• _TASK OBJECTIVE_
Print out each entry below exactly, please.

• _RECORD EXCERPTS_
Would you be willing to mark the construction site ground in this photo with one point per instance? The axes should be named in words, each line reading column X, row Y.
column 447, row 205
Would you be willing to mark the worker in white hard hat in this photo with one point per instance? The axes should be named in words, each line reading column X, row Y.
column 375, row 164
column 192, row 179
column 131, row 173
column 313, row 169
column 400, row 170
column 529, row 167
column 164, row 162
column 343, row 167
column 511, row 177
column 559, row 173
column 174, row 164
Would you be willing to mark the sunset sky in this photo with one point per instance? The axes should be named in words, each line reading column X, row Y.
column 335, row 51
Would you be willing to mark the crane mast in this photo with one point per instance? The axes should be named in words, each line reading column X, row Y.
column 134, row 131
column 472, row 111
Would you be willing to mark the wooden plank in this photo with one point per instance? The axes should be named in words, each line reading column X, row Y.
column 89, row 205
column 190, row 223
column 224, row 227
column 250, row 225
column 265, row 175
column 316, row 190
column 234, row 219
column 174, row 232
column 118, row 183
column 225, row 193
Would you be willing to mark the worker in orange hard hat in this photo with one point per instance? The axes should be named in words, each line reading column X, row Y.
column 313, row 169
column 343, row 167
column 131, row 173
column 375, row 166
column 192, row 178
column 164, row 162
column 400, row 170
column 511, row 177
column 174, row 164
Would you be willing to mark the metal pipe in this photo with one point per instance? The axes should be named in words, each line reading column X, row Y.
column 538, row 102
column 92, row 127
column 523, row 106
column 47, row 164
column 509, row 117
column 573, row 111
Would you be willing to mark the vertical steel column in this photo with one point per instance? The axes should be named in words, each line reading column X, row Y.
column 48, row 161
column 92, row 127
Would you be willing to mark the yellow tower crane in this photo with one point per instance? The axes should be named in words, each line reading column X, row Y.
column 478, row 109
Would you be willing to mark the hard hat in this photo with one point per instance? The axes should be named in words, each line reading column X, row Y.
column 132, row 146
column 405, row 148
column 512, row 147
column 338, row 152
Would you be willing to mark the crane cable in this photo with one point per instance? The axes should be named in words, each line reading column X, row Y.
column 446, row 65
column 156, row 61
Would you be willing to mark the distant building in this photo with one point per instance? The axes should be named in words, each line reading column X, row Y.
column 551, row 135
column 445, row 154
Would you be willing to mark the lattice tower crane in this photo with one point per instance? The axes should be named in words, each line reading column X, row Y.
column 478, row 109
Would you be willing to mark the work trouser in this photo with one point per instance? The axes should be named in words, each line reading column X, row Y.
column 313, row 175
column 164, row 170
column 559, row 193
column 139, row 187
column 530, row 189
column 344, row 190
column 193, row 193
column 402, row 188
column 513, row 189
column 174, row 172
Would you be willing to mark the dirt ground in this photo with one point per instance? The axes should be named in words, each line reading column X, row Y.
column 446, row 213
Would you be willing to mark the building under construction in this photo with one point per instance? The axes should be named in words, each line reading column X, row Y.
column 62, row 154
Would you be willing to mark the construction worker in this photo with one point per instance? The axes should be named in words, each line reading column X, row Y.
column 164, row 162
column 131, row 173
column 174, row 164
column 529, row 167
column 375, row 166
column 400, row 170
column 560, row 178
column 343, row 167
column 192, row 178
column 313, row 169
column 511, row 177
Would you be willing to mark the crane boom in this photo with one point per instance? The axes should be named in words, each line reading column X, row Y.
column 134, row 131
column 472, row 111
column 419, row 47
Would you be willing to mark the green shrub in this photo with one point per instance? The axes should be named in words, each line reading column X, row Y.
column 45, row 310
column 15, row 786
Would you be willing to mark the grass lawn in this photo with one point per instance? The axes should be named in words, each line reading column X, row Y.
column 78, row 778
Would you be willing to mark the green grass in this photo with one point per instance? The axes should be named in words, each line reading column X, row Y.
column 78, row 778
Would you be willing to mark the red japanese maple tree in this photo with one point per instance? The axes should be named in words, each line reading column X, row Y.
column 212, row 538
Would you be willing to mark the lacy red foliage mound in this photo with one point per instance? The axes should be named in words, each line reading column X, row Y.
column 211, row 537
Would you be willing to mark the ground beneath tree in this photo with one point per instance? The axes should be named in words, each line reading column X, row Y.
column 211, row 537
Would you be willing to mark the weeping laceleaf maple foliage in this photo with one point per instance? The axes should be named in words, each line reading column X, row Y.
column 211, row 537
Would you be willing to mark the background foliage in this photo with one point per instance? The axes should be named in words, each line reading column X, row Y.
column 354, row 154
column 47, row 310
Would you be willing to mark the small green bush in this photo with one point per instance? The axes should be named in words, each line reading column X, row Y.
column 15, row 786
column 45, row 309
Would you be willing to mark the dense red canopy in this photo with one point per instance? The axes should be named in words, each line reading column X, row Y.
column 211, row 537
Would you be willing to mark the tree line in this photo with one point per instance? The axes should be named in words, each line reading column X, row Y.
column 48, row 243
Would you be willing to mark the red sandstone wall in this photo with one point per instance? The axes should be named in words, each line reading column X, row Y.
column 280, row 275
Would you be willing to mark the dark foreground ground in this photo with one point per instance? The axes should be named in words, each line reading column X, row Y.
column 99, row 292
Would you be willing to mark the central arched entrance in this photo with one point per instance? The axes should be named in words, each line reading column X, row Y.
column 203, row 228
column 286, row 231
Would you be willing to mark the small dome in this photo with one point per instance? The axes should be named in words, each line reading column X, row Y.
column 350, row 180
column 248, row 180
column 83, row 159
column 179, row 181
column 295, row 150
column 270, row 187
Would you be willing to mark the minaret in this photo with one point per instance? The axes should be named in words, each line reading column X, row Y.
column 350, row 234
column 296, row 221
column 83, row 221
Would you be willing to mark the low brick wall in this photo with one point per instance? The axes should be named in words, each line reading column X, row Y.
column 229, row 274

• _ANSWER FOR THE TASK_
Would you be willing to mark the construction site ground in this photo with one point per instance? The axes should be named in words, each line reading column X, row Y.
column 447, row 205
Would you be willing to mark the worker in white hard hat in this photo with one point per instance? The axes should be named in words, each line reading column X, row Y.
column 375, row 164
column 192, row 179
column 131, row 173
column 313, row 169
column 400, row 170
column 529, row 167
column 164, row 162
column 343, row 167
column 511, row 177
column 559, row 173
column 174, row 164
Would you be willing to mark the sunset sky in this photo with one point per instance? The axes should be named in words, each line reading column X, row Y.
column 335, row 51
Would you be willing to mark the crane mast in this photo with one point per instance? The axes should be named in words, each line reading column X, row Y.
column 134, row 131
column 472, row 111
Would you be willing to mark the wooden plank in this photo with one point per instance? The axes should be named in words, each line reading column X, row Y.
column 89, row 205
column 190, row 223
column 224, row 227
column 250, row 225
column 265, row 175
column 316, row 190
column 234, row 219
column 174, row 232
column 118, row 183
column 225, row 193
Would you be willing to mark the worker in orange hard hat in this photo with one point per instance? The axes should be named in words, each line reading column X, row Y.
column 313, row 169
column 343, row 167
column 131, row 173
column 375, row 166
column 192, row 178
column 164, row 162
column 400, row 170
column 511, row 177
column 174, row 164
Would you be willing to mark the metal pipe in this photo with one point per instance? The axes should be named in words, each line reading column X, row Y.
column 538, row 102
column 92, row 127
column 523, row 106
column 47, row 164
column 509, row 117
column 573, row 111
Would you be willing to mark the vertical steel column in this photo with one point per instance? The axes should be named in words, each line reading column X, row Y.
column 48, row 161
column 92, row 127
Would you be willing to mark the yellow tower crane in this photo with one point per instance? The axes should be named in words, each line reading column X, row Y.
column 478, row 109
Would you be willing to mark the hard hat in this photo with one point per instance? The axes should be named in words, each line reading column X, row Y.
column 132, row 146
column 405, row 148
column 512, row 147
column 338, row 152
Would you be willing to mark the crane cable in this photo with one point per instance? The axes should be named in words, each line reading column X, row Y.
column 446, row 65
column 156, row 61
Would you be willing to mark the distant building in this photo with one point per instance? The axes should be named in words, each line reading column X, row Y.
column 551, row 135
column 445, row 154
Would you be willing to mark the lattice tower crane in this photo with one point per instance? The axes should be named in words, each line reading column X, row Y.
column 478, row 109
Would you be willing to mark the work trouser in this photo with one point per instance? The axes should be named in words, each line reading column X, row Y.
column 313, row 175
column 164, row 170
column 559, row 193
column 139, row 187
column 530, row 189
column 344, row 190
column 193, row 193
column 402, row 188
column 513, row 189
column 174, row 172
Would you be willing to mark the dirt ground in this photo with one point per instance? The axes should be named in words, each line reading column X, row Y.
column 446, row 213
Would you be willing to mark the building under construction in this photo with one point per instance? The axes should be named in words, each line reading column X, row Y.
column 62, row 154
Would you be willing to mark the construction worker in this photo with one point per instance? The axes should be named in words, each line reading column X, row Y.
column 164, row 162
column 131, row 173
column 174, row 164
column 529, row 167
column 375, row 166
column 400, row 170
column 560, row 178
column 343, row 167
column 192, row 178
column 313, row 169
column 511, row 177
Would you be willing to mark the crane boom in this photo with one point per instance? The axes should be named in words, each line reading column X, row Y.
column 134, row 131
column 472, row 111
column 419, row 47
Would you be willing to mark the green shrub in this photo with one point per instance? The axes should be named in words, each line reading column X, row Y.
column 45, row 310
column 15, row 786
Would you be willing to mark the grass lawn in this photo with one point per instance? The axes should be named in words, each line reading column X, row Y.
column 78, row 778
Would you be willing to mark the green grass in this photo with one point per instance? The axes should be named in words, each line reading column X, row Y.
column 78, row 778
Would you be willing to mark the red japanese maple tree in this photo with one point per instance? The axes should be named in words, each line reading column X, row Y.
column 212, row 538
Would you be willing to mark the lacy red foliage mound in this photo with one point per instance? The axes should be named in words, each line reading column X, row Y.
column 211, row 537
Would you be willing to mark the ground beneath tree in this photo with one point per instance? The axes should be named in words, each line reading column X, row Y.
column 211, row 537
Would you be willing to mark the weeping laceleaf maple foliage in this photo with one point per instance? The axes should be named in words, each line reading column X, row Y.
column 211, row 537
Would you be willing to mark the background foliage in this photo with one point per instance? The axes should be named in words, each line reading column X, row Y.
column 354, row 154
column 47, row 310
Would you be willing to mark the small green bush in this photo with one point per instance? The axes should be named in words, each line reading column X, row Y.
column 15, row 786
column 45, row 309
Would you be willing to mark the dense red canopy in this photo with one point per instance? The axes should be named in words, each line reading column X, row Y.
column 211, row 537
Would you be willing to mark the tree line in this photo with one point per instance? The axes should be named in words, each line reading column X, row Y.
column 48, row 243
Would you be willing to mark the red sandstone wall in this photo with one point per instance? The axes should be named in words, each line reading column X, row Y.
column 280, row 275
Would you be willing to mark the dark foreground ground in this photo with one point per instance? The axes should be named in words, each line reading column X, row Y.
column 99, row 292
Would you be willing to mark the central arched entrance in this photo with one point per instance? The axes should be named in words, each line reading column X, row Y.
column 203, row 228
column 286, row 231
Would you be willing to mark the small dome in this photo with one point per instance? The axes should be named in words, each line reading column X, row Y.
column 350, row 180
column 248, row 180
column 83, row 159
column 179, row 181
column 295, row 150
column 270, row 187
Would you be willing to mark the minaret in this photo with one point per instance? The axes should be named in words, each line reading column X, row Y.
column 350, row 234
column 296, row 221
column 83, row 221
Would you be willing to mark the low brick wall in this photo with one point per instance? The axes should be named in words, each line reading column X, row Y.
column 229, row 274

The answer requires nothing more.